━━━ SELECTED PASSAGE
Barbados sheep is a breed of domesticated sheep, that have a range spanning across twenty-five countries on three continents. They can be found in the Americas, Asia, and Europe. It’s most abundant in the Caribbean region, in Mexico and in Peru. This breed is raised primarily for meat, but can be found as pets in some countries. Their origins are likely tied to African ancestry, with strong evidence that the breed as seen today, was developed by the people of the Caribbean island of Barbados. They were first developed by the people on the island from sheep brought by early European settlers. As of 2015 the total world population was estimated at about 158,000, with the U.S. having 1,971 registered sheep in 2014.
In 1904, the USDA imported a small flock for study. From the original flock, two distinct breeds have emerged in the U.S. Purebred Barbados Blackbelly sheep are polled (hornless). The horns were gained by crossbreeding the Barbados Blackbelly with Mouflon and Rambouillet sheep.
Barbados sheep have a goat like appearance, but are a known true sheep. They are able to tolerate heat and exhibit more stamina than most breeds of sheep. They are light on their feet and in some ways resemble deer, when roaming around. They are known as “hair sheep”, meaning they don’t grow wool, but rather have coarse hair. They can sometimes develop a wool undercoat, that is shed in the springtime. Barbados sheep breed all year round. They are very disease resistant and parasite tolerant, these genetic traits have created a demand for Barbados sheep.
Say Hello To Cub Creek's Sheep: Sahara & Princess
All tan, like a desert, Sahara is one of camp’s female hair sheep. She is laid back and sweet and loves to graze and nap Sahara is a polled sheep, meaning she doesn't have her horns. Distinguished by her dark legs, Princess certainly fits her name with her regal attitude. She has her horns resembling a crown atop her head. She loves to sit back and watch the action, but will be willing to come up to you for a treat.
Barbados Sheep are a domesticated breed originating on the Carribbean island of Barbados. They've been transported on boats to other Carribbean islands, and the Americas.
HABITAT -They thrive in the hot, humid environments of the Caribbean. Can also do well in cooler climates.
DIET -Sufficient amounts of grass for grazing can sustain them, supplemented by hay. In the wild will also eat tree and plant leaves.
FUN FACT -These sheep don’t produce wool, and are known to have coarse hair.
━━━━━━
━━━ AVAILABLE DATA
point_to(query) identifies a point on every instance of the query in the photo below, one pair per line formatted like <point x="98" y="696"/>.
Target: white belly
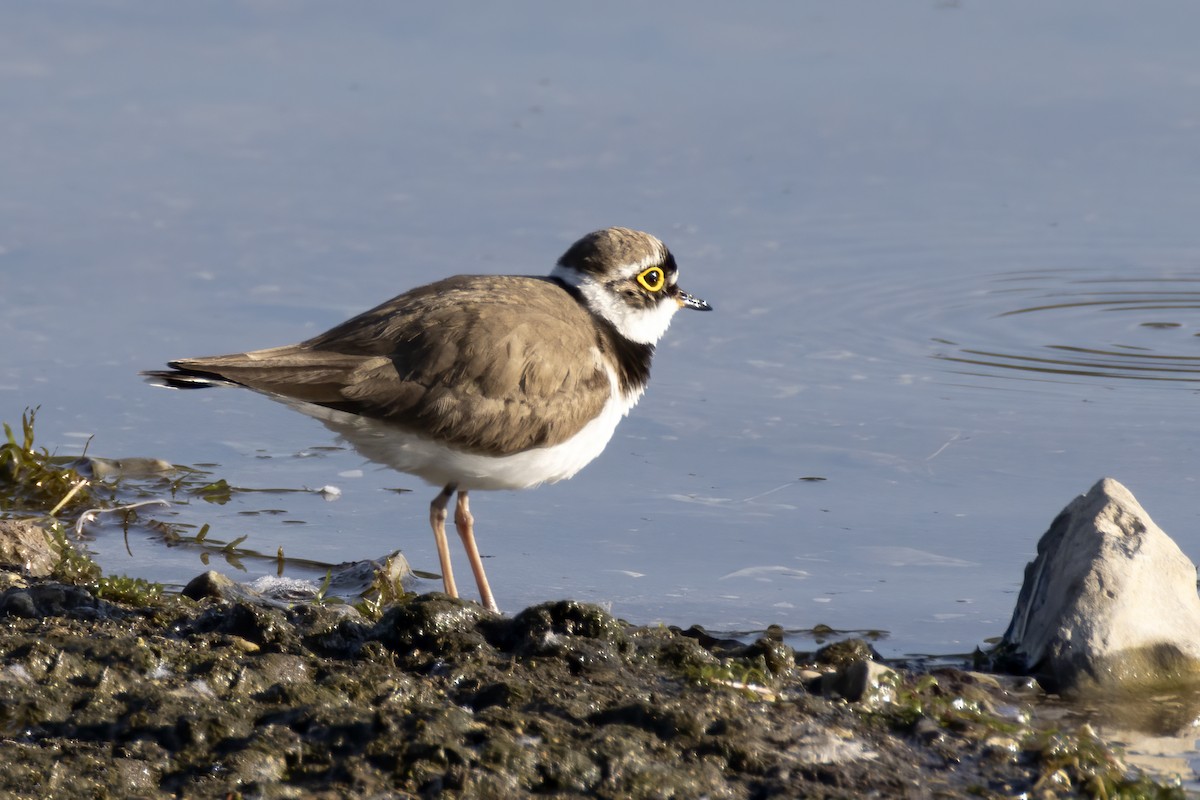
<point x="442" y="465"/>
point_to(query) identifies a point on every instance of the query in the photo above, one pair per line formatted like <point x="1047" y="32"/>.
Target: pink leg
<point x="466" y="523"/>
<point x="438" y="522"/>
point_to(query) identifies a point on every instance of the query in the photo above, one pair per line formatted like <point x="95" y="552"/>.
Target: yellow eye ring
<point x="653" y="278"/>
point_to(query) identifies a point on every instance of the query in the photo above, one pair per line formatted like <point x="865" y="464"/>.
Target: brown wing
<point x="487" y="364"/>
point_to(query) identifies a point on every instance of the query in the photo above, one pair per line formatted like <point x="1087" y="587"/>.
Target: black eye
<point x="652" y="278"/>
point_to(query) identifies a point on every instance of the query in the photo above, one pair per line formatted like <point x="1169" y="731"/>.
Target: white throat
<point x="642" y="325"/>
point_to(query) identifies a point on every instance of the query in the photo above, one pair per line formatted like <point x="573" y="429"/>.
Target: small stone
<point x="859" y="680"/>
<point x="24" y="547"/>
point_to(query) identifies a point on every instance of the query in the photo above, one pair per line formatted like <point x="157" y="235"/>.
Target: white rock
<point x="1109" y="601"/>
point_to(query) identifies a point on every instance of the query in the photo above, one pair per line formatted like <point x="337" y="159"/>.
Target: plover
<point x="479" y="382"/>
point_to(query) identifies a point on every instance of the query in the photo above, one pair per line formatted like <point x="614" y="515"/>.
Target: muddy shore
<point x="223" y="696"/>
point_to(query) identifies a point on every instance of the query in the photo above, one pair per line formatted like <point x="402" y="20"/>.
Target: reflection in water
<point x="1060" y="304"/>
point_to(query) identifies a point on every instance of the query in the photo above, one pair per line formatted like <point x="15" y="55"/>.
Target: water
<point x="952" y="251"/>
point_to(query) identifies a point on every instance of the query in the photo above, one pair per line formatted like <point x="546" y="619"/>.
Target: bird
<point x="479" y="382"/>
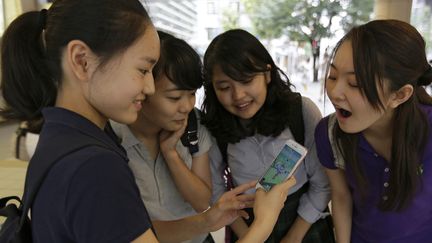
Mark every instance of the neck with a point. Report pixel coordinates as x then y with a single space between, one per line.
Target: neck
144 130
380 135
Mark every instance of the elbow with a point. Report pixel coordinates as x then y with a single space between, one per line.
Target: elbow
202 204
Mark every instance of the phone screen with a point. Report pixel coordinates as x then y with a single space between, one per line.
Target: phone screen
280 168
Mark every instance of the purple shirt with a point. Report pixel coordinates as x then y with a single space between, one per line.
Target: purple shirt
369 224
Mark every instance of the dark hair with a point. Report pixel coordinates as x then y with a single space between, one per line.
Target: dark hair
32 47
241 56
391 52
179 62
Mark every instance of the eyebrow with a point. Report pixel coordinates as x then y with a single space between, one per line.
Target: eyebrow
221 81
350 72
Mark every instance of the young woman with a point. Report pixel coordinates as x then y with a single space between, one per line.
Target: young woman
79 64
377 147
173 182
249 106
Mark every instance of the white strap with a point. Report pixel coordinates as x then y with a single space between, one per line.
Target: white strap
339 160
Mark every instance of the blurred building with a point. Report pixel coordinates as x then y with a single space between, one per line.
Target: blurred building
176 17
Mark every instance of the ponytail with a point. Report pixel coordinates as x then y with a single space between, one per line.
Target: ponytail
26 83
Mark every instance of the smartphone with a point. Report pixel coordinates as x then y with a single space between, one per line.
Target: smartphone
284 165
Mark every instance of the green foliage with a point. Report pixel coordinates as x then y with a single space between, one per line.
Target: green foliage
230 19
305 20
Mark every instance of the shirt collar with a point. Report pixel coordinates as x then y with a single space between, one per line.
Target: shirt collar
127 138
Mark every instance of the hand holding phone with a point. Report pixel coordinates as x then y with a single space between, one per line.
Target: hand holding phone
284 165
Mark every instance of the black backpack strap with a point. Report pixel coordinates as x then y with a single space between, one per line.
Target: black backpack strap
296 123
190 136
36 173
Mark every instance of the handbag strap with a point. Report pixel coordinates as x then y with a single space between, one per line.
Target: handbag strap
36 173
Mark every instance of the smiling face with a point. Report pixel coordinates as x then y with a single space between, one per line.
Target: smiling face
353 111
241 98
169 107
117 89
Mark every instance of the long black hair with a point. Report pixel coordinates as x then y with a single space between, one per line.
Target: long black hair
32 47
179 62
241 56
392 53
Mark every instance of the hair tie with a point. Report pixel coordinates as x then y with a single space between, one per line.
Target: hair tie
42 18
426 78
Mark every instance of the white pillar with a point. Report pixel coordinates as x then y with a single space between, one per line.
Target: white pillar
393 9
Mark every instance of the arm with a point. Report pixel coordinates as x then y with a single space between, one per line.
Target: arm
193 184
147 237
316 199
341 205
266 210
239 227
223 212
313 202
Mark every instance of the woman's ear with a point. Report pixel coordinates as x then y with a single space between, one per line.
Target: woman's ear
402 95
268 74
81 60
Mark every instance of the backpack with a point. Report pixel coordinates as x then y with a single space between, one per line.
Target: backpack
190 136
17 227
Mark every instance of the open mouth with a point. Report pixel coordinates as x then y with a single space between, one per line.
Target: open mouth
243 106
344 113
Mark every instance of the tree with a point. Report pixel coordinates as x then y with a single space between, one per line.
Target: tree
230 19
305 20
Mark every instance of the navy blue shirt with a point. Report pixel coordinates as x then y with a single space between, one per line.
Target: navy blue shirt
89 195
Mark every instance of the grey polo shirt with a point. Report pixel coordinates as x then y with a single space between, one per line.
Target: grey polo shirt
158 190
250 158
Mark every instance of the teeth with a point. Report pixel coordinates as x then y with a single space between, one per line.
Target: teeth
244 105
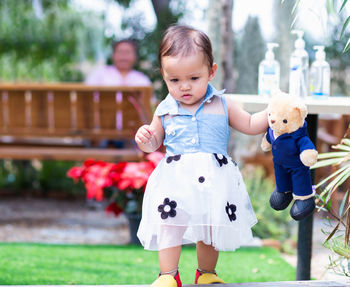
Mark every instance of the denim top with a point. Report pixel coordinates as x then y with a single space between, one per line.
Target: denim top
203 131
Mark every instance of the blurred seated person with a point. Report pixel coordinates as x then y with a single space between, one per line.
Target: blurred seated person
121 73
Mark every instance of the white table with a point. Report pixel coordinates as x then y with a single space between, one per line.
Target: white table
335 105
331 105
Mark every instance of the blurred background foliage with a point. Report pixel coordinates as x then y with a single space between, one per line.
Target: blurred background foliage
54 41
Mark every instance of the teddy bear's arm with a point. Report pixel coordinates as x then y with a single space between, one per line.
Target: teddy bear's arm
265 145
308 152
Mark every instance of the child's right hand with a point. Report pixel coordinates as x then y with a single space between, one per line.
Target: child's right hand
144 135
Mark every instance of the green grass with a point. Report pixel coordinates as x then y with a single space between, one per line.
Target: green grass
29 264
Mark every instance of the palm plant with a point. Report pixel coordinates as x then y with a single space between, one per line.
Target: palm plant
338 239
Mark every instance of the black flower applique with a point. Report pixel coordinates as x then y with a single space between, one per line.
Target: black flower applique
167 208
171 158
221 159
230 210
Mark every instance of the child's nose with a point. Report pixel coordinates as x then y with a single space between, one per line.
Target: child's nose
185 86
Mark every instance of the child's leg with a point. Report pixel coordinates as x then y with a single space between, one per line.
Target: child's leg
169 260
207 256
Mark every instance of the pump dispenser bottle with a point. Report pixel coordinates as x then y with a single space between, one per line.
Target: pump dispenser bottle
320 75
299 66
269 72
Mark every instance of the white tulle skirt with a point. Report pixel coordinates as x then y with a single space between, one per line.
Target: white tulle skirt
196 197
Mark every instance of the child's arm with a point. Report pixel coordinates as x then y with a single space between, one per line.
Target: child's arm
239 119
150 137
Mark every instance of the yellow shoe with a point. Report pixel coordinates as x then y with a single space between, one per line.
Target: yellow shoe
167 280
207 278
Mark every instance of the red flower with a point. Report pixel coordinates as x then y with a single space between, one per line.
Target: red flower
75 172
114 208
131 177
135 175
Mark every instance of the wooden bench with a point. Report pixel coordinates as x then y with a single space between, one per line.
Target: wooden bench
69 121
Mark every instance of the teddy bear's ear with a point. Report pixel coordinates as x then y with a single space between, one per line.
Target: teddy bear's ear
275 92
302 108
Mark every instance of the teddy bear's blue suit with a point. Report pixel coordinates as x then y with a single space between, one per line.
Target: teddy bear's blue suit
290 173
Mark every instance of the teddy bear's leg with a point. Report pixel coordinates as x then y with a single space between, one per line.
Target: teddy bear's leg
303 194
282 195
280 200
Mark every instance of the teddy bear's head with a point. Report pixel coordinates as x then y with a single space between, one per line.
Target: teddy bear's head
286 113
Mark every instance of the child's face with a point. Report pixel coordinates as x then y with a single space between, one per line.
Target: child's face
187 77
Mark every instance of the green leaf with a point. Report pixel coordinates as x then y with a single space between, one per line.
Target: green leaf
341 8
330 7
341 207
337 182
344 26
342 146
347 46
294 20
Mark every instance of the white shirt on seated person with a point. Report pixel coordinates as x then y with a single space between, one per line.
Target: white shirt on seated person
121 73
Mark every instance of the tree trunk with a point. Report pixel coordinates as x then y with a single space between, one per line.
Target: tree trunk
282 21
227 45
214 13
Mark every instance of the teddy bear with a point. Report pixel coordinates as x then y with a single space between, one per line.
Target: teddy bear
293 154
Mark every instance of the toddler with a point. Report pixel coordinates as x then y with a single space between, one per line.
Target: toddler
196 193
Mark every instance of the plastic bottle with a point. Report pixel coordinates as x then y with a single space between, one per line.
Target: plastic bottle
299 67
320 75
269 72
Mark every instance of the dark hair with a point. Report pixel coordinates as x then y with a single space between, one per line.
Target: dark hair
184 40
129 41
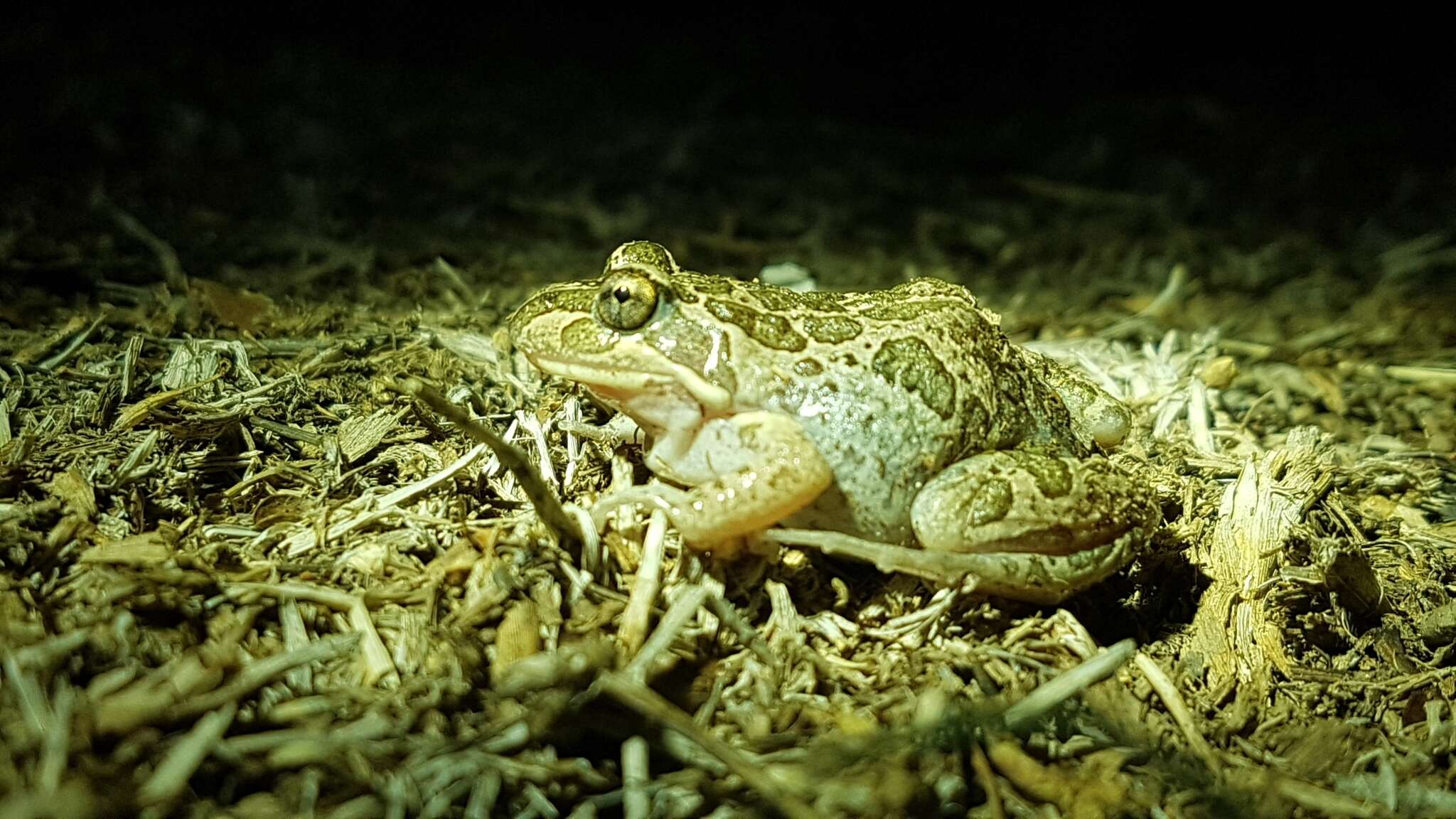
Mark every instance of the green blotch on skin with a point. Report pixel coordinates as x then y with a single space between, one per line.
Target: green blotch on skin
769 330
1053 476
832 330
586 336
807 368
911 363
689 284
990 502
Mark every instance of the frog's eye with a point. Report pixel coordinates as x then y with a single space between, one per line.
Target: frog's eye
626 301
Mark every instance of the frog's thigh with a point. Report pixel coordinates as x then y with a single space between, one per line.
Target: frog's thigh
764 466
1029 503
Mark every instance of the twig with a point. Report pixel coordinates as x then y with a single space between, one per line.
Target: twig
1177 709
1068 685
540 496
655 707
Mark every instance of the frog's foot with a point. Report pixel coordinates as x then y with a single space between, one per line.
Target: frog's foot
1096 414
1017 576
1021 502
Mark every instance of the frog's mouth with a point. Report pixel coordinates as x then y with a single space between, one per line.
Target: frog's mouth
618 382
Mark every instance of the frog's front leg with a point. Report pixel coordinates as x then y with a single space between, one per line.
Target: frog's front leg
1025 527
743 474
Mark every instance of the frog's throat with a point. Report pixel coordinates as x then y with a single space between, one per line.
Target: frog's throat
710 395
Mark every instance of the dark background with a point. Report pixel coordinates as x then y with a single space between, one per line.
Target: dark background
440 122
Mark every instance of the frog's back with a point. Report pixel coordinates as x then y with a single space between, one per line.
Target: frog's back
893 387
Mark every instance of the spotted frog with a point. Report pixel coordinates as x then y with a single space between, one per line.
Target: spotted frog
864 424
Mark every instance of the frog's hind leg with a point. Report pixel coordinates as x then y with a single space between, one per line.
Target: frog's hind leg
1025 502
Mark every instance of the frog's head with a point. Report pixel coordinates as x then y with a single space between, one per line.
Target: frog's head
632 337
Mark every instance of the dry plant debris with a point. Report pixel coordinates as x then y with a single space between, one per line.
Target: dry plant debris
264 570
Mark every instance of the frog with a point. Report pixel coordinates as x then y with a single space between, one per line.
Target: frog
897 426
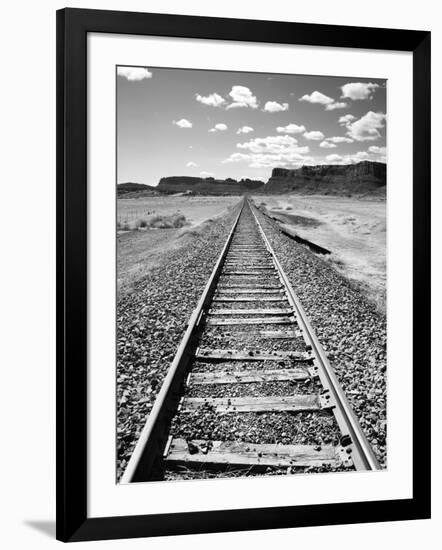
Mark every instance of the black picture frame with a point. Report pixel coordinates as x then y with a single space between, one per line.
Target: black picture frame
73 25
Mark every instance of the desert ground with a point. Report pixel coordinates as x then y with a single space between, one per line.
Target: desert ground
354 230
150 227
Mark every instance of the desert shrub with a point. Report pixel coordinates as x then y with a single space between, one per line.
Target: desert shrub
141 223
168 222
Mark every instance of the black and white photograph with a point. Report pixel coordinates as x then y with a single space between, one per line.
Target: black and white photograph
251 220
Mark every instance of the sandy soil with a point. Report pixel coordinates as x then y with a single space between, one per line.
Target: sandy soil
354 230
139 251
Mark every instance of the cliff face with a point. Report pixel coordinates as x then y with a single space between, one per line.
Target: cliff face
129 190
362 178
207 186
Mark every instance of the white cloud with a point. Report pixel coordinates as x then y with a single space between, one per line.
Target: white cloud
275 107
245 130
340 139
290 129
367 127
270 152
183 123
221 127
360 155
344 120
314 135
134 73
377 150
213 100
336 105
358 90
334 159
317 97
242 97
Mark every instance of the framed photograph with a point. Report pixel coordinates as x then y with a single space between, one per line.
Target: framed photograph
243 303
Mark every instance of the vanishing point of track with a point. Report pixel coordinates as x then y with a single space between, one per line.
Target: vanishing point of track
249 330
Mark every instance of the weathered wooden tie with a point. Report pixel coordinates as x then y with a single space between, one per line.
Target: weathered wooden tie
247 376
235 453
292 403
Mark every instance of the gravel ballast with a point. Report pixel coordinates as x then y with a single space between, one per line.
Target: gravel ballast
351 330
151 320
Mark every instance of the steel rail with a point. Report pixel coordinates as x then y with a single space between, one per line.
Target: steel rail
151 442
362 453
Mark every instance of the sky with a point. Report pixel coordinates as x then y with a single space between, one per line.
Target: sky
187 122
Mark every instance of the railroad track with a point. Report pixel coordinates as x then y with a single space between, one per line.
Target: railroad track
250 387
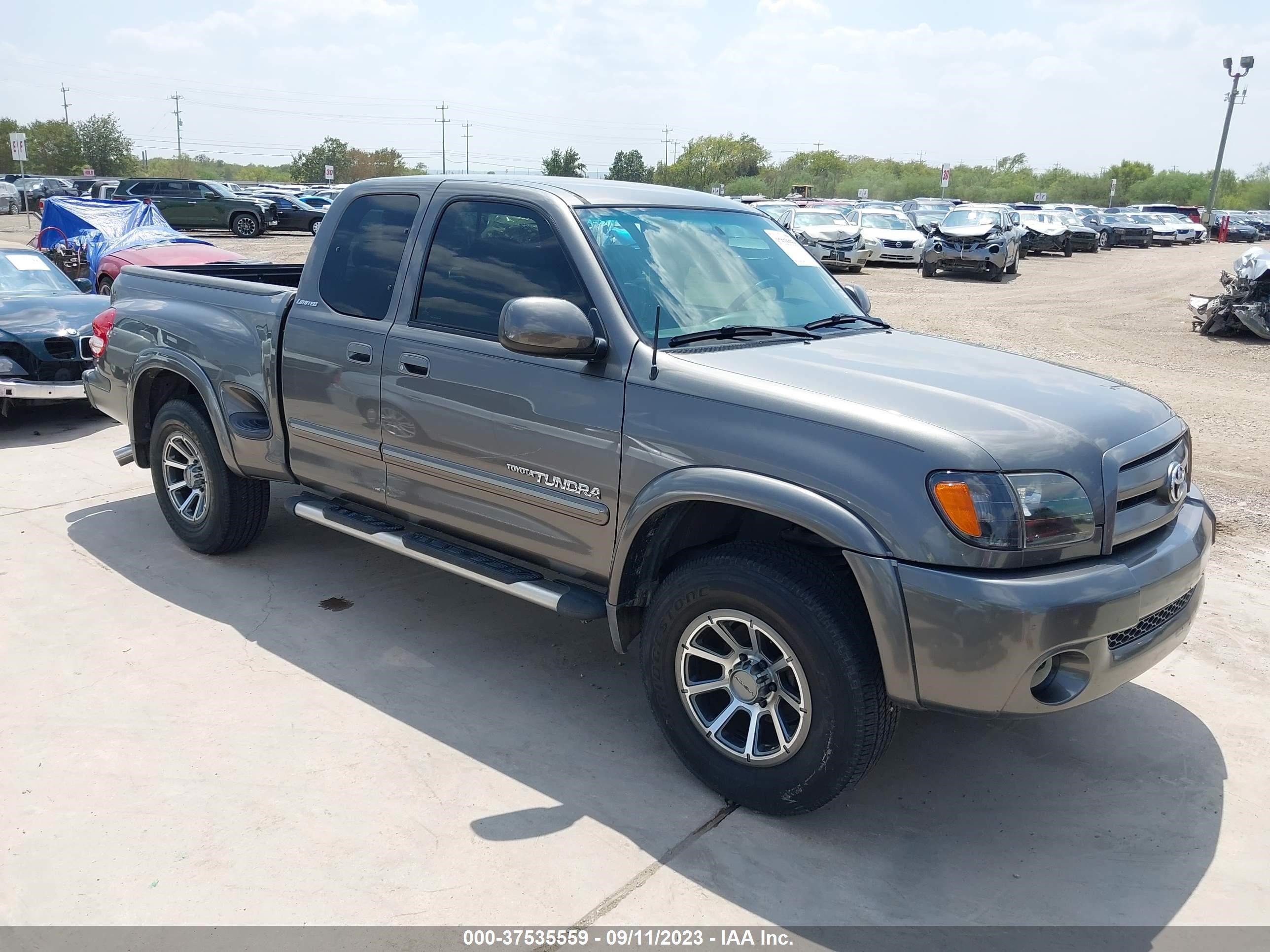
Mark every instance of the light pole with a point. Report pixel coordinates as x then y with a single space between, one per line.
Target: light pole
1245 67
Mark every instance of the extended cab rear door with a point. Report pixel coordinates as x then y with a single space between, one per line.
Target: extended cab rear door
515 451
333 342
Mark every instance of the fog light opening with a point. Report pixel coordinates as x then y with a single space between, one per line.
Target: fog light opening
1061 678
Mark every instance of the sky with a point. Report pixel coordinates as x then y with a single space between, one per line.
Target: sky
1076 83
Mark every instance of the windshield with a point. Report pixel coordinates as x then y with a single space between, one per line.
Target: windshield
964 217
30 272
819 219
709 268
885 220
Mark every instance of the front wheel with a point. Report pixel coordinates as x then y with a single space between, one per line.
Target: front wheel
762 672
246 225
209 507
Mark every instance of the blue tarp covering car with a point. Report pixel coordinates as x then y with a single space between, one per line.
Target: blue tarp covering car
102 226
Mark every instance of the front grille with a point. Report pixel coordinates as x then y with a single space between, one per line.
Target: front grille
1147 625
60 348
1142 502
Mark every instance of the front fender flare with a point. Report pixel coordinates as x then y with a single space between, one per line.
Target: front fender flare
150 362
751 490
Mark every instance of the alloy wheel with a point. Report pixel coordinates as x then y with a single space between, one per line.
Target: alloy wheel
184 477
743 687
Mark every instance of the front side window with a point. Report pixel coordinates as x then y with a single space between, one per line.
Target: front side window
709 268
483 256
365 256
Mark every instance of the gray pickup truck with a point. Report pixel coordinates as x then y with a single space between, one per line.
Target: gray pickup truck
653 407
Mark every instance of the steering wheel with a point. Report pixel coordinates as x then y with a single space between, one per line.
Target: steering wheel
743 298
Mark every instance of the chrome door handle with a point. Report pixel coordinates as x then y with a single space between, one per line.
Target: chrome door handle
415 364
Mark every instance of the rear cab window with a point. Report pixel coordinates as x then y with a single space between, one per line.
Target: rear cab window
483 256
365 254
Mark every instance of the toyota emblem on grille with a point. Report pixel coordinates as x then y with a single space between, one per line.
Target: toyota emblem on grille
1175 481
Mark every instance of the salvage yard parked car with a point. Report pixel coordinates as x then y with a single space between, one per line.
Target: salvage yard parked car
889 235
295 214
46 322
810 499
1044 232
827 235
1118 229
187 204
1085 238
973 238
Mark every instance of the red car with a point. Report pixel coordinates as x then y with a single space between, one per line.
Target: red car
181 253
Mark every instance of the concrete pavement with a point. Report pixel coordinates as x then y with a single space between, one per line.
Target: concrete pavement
━━━━━━
» **WORK TASK 1**:
Answer these from the Barbados sheep text:
(a) In what year did the USDA import a small flock for study?
(b) About how many Barbados sheep were estimated to exist worldwide as of 2015?
(c) Which of the camp's sheep is distinguished by her dark legs?
» **WORK TASK 2**: Return everything in the Barbados sheep text from "DIET -Sufficient amounts" down to "to have coarse hair.", copied word for word.
You can answer everything here without consulting the records.

» **YOUR RESPONSE 1**:
(a) 1904
(b) About 158,000
(c) Princess

» **YOUR RESPONSE 2**:
DIET -Sufficient amounts of grass for grazing can sustain them, supplemented by hay. In the wild will also eat tree and plant leaves.
FUN FACT -These sheep don’t produce wool, and are known to have coarse hair.